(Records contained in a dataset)
=== Section Start ===
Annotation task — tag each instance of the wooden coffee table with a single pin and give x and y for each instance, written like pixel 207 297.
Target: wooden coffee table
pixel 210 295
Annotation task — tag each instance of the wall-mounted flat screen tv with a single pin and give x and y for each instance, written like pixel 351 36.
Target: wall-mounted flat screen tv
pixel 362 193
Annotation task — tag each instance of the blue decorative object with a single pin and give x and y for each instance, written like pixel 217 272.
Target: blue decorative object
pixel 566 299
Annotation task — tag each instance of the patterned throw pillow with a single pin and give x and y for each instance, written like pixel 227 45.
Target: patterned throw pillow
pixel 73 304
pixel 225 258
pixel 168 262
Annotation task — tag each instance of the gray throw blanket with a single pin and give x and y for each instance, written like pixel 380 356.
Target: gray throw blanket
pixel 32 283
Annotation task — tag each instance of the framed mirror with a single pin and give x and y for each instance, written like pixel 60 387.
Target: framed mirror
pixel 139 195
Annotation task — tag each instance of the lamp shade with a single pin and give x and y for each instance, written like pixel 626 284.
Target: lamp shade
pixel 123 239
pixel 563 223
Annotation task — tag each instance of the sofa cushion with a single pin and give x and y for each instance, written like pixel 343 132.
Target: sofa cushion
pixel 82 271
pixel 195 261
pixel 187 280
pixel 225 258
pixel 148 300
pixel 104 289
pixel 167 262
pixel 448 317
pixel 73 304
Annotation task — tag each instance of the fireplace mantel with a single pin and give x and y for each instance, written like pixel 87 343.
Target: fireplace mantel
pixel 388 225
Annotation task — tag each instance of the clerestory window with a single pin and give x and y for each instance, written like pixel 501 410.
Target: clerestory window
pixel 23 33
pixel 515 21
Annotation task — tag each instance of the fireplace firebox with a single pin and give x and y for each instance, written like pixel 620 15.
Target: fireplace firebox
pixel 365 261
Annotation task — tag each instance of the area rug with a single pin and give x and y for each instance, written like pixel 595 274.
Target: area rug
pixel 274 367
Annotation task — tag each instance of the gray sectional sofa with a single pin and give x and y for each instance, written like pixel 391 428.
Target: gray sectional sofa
=== Section End ===
PROBLEM = Transcribe the data above exactly as it reads.

ANSWER SECTION =
Annotation task — tag each instance of the wooden coffee table with a single pin and give x and y for each instance, written like pixel 207 297.
Target: wooden coffee table
pixel 210 295
Annotation task — tag each instance of the wall-mounted flat screen tv with a single pin and give x and y for each instance, written like pixel 351 36.
Target: wall-mounted flat screen tv
pixel 362 193
Annotation task — tag each instance of the blue decorative object with a single pin and give x and y for each instance, written like pixel 217 272.
Target: blue decorative object
pixel 566 299
Annotation task — tag each instance of the patterned throw pillow with a single pin and give x and y for each instance, written like pixel 227 45.
Target: patterned throw pillow
pixel 73 304
pixel 225 258
pixel 168 262
Annotation task — tag each instance of the gray throw blanket with a single pin and give x and y for each instance, written like pixel 380 356.
Target: gray throw blanket
pixel 32 283
Annotation task — tag each instance of the framed mirror with a single pin and give x and y for each instance, written like pixel 60 387.
Target: framed mirror
pixel 139 195
Annotation task — tag each instance of the lamp shade with a single pin and give x and y for each instance, written like pixel 626 284.
Target: lamp shade
pixel 123 239
pixel 563 223
Annotation task — tag each instance of the sofa cushion with a single pin and give x and y for each instance, written like pixel 343 132.
Target: sofa cushion
pixel 82 271
pixel 195 261
pixel 187 280
pixel 225 258
pixel 148 300
pixel 104 289
pixel 167 262
pixel 448 317
pixel 73 304
Annotation task — tag each instance of the fireplace mantel with a single pin and give x and y for each instance, written like pixel 87 343.
Target: fireplace mantel
pixel 388 225
Annotation task — tag each instance of the clerestory window with a single pin and give x and y for each instance, written like pixel 501 410.
Target: clerestory window
pixel 23 33
pixel 515 21
Annotation task — tag each instance of the fireplace firebox with a single pin and give x and y for each instance, written like pixel 620 15.
Target: fireplace firebox
pixel 365 261
Annotation task — tag each instance of the area rug with a single pin and give x and y for each instance, written like pixel 595 274.
Target: area rug
pixel 274 367
Annotation task — tag each instance of the gray sectional sofa with a single pin and give x and y for each instance, written like pixel 391 428.
Target: gray sectional sofa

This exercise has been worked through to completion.